The stopwords are working just fine, however the default Snowball list of French stopwords simply does not include the words you wish to remove.
You can see that by inspecting the vector of stopwords returned by stopwords("fr")
:
library("quanteda")
## Package version: 2.1.2
c("comme", "avoir", "plus", "avant", "être") %in%
stopwords("fr")
## [1] FALSE FALSE FALSE FALSE FALSE
This is the full list of words:
sort(stopwords("fr"))
## [1] "à" "ai" "aie" "aient" "aies" "ait"
## [7] "as" "au" "aura" "aurai" "auraient" "aurais"
## [13] "aurait" "auras" "aurez" "auriez" "aurions" "aurons"
## [19] "auront" "aux" "avaient" "avais" "avait" "avec"
## [25] "avez" "aviez" "avions" "avons" "ayant" "ayez"
## [31] "ayons" "c" "ce" "ceci" "cela" "celà"
## [37] "ces" "cet" "cette" "d" "dans" "de"
## [43] "des" "du" "elle" "en" "es" "est"
## [49] "et" "étaient" "étais" "était" "étant" "été"
## [55] "étée" "étées" "étés" "êtes" "étiez" "étions"
## [61] "eu" "eue" "eues" "eûmes" "eurent" "eus"
## [67] "eusse" "eussent" "eusses" "eussiez" "eussions" "eut"
## [73] "eût" "eûtes" "eux" "fûmes" "furent" "fus"
## [79] "fusse" "fussent" "fusses" "fussiez" "fussions" "fut"
## [85] "fût" "fûtes" "ici" "il" "ils" "j"
## [91] "je" "l" "la" "le" "les" "leur"
## [97] "leurs" "lui" "m" "ma" "mais" "me"
## [103] "même" "mes" "moi" "mon" "n" "ne"
## [109] "nos" "notre" "nous" "on" "ont" "ou"
## [115] "par" "pas" "pour" "qu" "que" "quel"
## [121] "quelle" "quelles" "quels" "qui" "s" "sa"
## [127] "sans" "se" "sera" "serai" "seraient" "serais"
## [133] "serait" "seras" "serez" "seriez" "serions" "serons"
## [139] "seront" "ses" "soi" "soient" "sois" "soit"
## [145] "sommes" "son" "sont" "soyez" "soyons" "suis"
## [151] "sur" "t" "ta" "te" "tes" "toi"
## [157] "ton" "tu" "un" "une" "vos" "votre"
## [163] "vous" "y"
That's why they are not removed. We can see this with an example I created, using many of your words:
toks <- tokens("Je veux avoir une glace et être heureux, comme un enfant avant le dîner.",
remove_punct = TRUE
)
tokens_remove(toks, stopwords("fr"))
## Tokens consisting of 1 document.
## text1 :
## [1] "veux" "avoir" "glace" "être" "heureux" "comme" "enfant"
## [8] "avant" "dîner"
How to remove them? Either use a more complete list of stopwords, or customize the Snowball list by appending the stopwords you want to the existing ones.

• **RECORDS FOR THIS EXERCISE**
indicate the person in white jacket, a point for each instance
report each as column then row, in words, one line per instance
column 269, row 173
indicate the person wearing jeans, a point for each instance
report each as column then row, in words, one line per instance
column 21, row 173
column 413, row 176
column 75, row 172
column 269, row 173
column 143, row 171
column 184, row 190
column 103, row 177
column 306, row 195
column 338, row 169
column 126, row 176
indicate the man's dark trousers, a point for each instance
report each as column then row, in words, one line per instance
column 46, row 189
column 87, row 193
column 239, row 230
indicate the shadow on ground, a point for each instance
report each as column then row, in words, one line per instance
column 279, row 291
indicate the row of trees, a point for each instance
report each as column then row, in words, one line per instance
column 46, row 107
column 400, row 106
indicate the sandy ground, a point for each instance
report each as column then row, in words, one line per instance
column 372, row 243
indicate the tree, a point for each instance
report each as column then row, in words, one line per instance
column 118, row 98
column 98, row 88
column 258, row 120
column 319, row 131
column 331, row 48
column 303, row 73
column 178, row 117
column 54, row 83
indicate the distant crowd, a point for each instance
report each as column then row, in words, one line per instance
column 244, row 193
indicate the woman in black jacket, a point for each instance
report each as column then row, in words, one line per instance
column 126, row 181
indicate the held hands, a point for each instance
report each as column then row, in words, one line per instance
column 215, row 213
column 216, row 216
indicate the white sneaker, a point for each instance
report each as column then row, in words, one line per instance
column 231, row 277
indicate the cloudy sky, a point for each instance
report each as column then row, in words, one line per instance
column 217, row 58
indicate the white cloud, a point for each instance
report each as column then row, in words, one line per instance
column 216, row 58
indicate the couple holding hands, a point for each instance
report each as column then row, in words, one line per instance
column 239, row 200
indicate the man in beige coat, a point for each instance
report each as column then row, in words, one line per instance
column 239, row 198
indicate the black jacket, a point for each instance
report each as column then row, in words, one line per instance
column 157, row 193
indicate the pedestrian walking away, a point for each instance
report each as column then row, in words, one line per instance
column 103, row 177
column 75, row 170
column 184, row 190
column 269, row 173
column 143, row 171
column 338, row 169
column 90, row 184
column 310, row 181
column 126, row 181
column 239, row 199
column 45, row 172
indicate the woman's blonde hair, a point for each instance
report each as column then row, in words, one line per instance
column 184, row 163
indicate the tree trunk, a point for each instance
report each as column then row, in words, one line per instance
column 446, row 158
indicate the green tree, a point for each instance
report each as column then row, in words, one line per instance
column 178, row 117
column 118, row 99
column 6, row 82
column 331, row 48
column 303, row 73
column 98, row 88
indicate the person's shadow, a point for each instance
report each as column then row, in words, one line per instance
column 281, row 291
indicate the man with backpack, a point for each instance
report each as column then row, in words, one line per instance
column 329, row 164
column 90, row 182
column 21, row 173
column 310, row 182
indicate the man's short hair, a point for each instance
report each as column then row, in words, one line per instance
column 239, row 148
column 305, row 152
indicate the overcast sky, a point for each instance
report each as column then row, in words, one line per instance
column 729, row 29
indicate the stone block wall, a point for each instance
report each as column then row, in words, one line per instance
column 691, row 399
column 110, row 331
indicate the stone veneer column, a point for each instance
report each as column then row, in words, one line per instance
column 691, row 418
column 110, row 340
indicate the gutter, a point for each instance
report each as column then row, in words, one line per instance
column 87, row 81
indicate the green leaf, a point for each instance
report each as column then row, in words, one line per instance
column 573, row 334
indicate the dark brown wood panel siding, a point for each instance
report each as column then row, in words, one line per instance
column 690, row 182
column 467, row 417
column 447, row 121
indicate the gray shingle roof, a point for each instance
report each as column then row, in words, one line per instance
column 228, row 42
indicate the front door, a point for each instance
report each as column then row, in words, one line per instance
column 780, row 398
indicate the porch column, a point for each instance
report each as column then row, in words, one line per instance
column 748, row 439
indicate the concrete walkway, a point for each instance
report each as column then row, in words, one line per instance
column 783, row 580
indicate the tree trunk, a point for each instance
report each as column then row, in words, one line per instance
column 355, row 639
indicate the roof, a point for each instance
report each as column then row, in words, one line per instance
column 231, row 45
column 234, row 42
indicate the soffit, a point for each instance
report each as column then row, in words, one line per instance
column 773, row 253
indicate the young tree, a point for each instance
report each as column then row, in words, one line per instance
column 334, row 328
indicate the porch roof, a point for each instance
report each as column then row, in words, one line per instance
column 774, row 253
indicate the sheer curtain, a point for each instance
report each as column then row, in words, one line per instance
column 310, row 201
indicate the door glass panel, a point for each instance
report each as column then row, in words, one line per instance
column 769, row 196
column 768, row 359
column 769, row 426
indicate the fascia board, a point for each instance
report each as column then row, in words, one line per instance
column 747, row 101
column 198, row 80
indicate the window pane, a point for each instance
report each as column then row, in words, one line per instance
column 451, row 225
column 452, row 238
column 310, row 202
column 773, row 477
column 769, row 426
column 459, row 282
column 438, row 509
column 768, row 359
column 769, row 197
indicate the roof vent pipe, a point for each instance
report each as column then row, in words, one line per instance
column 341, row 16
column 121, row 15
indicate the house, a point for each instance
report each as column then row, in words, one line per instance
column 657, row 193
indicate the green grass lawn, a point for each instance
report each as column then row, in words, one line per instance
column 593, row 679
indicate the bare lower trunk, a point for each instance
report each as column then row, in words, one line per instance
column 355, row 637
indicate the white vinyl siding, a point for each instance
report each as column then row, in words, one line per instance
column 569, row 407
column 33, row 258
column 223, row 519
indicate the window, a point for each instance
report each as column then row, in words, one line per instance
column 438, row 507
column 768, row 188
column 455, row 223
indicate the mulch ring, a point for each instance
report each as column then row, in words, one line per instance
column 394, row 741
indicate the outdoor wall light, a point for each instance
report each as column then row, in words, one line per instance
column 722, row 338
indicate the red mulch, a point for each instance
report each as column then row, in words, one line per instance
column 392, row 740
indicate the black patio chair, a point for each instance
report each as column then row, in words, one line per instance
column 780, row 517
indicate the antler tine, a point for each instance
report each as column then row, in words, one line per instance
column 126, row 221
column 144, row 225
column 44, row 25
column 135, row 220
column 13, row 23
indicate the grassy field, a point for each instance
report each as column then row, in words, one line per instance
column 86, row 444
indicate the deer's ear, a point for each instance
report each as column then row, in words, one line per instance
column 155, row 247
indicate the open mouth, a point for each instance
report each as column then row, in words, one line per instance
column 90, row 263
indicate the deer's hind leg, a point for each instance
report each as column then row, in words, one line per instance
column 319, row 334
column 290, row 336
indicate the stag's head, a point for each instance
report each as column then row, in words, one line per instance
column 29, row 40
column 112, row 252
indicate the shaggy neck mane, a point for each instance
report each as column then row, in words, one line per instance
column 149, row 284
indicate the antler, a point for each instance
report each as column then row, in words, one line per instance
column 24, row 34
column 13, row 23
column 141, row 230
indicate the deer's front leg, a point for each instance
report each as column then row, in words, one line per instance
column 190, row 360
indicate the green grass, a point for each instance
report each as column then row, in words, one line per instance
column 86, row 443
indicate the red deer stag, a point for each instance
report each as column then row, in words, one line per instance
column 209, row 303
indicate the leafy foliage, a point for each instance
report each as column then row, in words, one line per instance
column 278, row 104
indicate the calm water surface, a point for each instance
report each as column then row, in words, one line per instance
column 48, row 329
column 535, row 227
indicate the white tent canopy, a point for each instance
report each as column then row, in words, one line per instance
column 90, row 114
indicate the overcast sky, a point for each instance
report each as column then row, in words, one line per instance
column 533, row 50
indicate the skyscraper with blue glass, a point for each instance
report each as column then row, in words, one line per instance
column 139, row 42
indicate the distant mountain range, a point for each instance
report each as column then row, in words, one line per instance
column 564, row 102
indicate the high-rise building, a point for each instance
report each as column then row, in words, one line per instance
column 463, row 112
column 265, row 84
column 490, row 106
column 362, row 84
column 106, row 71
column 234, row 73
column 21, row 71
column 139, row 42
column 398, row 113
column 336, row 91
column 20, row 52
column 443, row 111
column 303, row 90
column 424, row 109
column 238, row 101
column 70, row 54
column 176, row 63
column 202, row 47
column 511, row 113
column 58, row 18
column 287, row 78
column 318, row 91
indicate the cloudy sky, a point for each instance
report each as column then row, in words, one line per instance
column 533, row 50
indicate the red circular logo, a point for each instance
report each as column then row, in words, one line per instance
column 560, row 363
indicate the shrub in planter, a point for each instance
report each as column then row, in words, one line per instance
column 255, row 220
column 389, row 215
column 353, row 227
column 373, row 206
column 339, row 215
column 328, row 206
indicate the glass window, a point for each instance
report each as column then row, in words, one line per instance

• **TASKS FOR THIS EXERCISE**
1. In the listing, give the part that opens with the line containing "indicate the white tent" and closes with the line containing "column 90, row 114" as a numbered list, leaving out blank lines.
2. Take the answer about quanteda's French stopwords further from where it stops.

• **ANSWERS GIVEN**
1.
1. indicate the white tent canopy, a point for each instance
2. report each as column then row, in words, one line per instance
3. column 90, row 114

2.
mystopwords <- c(stopwords("fr"), "comme", "avoir", "plus", "avant", "être")
tokens_remove(toks, mystopwords)
## Tokens consisting of 1 document.
## text1 :
## [1] "veux" "glace" "heureux" "enfant" "dîner"
You could also use one of the other stopword sources, such as the "stopwords-iso", which does contain all of the words you wish to remove:
c("comme", "avoir", "plus", "avant", "être") %in%
stopwords("fr", source = "stopwords-iso")
## [1] TRUE TRUE TRUE TRUE TRUE
With regard to the language question, see the help for ?stopwords::stopwords
, which states:
The language codes for each stopword list use the two-letter ISO code from https://en.wikipedia.org/wiki/List_of_ISO_639-1_codes. For backwards compatibility, the full English names of the stopwords from the quanteda package may also be used, although these are deprecated.
With regard to what you tried with stringi::stri_trans_general(x, "Latin-ASCII")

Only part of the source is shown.